SELECTED PASSAGE section start

A Halloween fund raising campaign by staff at the convenience stores chain McColl’s helps fund vital research to prevent sudden cardiac deaths.

mccolls funding cheque jenny web

calendar-icon 11 January 2018

Cash raised at the shops across the UK has led to a donation of £200,000 to researchers at St George’s, University of London tackling sudden cardiac deaths in younger people.

Every week in the UK, 12 apparently fit and healthy young people die suddenly from undiagnosed heart conditions. In 80 per cent of cases, there are no previous signs or symptoms.

Former McColl’s Chairman James Lancaster and his wife Margaret, lost their son Robert to sudden cardiac death in 2007 when he was 21 years old. They have been instrumental in funding the research at St George’s to help prevent other families suffering in the same way and to expand medical  knowledge.

He and his wife visited the research team to present a cheque for the money raised by enthusiastic McColl’s staff at stores.

He said: “We have always said we are not interested in plaques on buildings but on expanding the knowledge in this area and we are very pleased with the progress we have seen.”

The donation is the latest example of the firm’s generous support to research in this crucial area at St George’s.

SELECTED PASSAGE section end
PROVIDED MATERIAL section start

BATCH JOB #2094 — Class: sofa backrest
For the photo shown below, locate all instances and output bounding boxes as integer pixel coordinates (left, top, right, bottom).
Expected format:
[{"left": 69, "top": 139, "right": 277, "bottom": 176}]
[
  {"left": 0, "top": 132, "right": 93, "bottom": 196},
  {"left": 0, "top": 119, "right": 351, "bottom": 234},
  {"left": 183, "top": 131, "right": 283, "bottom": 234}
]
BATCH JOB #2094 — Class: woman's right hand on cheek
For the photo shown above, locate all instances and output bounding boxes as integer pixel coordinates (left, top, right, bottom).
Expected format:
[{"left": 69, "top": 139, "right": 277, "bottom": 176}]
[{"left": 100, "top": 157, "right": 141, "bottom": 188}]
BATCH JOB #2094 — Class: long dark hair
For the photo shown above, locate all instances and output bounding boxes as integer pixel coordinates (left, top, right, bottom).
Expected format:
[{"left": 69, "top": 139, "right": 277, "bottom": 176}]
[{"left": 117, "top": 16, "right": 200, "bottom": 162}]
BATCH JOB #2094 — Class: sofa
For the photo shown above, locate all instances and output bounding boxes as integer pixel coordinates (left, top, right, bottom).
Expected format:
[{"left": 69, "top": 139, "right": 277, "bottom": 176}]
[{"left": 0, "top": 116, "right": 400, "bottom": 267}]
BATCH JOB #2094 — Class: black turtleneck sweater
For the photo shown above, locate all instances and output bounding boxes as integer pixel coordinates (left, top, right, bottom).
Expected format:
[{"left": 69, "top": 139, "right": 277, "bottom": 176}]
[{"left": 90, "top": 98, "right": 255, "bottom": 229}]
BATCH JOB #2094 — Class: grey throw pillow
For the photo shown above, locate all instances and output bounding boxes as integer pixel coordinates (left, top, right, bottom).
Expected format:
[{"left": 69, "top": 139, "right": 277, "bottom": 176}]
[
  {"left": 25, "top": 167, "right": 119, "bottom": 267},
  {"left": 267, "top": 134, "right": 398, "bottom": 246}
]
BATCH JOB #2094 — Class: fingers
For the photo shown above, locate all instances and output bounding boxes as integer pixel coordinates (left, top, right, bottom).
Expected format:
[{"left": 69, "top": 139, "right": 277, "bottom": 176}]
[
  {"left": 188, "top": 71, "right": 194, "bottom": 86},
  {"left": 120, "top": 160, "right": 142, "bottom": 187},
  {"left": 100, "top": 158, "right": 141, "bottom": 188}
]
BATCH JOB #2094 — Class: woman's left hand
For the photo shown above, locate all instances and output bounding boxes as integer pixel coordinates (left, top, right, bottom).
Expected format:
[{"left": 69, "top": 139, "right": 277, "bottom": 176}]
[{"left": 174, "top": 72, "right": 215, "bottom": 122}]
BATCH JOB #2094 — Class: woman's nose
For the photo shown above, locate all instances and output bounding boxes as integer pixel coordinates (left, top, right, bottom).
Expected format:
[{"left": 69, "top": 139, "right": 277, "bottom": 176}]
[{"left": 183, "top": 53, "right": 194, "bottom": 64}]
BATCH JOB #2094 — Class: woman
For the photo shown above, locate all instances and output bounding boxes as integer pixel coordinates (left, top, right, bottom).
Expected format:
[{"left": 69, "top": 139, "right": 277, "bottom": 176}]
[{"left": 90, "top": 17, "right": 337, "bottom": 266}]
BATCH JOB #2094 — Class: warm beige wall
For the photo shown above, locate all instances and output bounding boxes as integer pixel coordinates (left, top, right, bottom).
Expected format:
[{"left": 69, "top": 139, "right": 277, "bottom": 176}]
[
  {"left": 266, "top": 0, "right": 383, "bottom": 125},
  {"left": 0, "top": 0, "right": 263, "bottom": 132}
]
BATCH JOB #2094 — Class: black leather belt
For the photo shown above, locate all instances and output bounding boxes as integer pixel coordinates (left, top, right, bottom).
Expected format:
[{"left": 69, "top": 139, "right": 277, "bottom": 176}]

PROVIDED MATERIAL section end

■ ACTIVITY LIST
1. Using the McColl's fundraising article, decide whether each statement agrees with it: (a) the donation to researchers at St George's came to £200,000; (b) most young people who die suddenly from undiagnosed heart conditions showed earlier signs or symptoms; (c) Robert was 21 when he died in 2007. Answer yes or no for each and quote the deciding words.
2. Pick up the McColl's fundraising article after its final sentence and continue it.
The records have no connection to the text.

■ RESULTS FOR EACH TASK
1.
(a) Yes: "has led to a donation of £200,000 to researchers at St George’s, University of London"
(b) No: "In 80 per cent of cases, there are no previous signs or symptoms."
(c) Yes: "lost their son Robert to sudden cardiac death in 2007 when he was 21 years old"

2.
Dr Elijah Behr, who leads the research team, said: “The generous support has been fundamental to our efforts both financial and emotional. We are at the cutting edge and are creating new knowledge.

“We are making very significant progress and that is largely down to the support we have received from McColl’s staff’s great efforts.”

Researchers at St George's are developing novel approaches to diagnosis and treatment in this area including Dr Bode Ensam’s work to investigate the impact of the cardiac drug Ajmaline which is currently used in the ECG diagnosis of Brugada syndrome, an inherited condition that can lead to sudden cardiac death.

The Lancasters also had updates on work of Dr Yanushi Dullewe Wijeyeratne, a Cardiology Specialty Registrar and Clinical Research Fellow, who is studying how the electrical circuits in heart cells become abnormal, and Research Fellow Dr Chris Miles’s work to study the role of fibrosis in sudden death.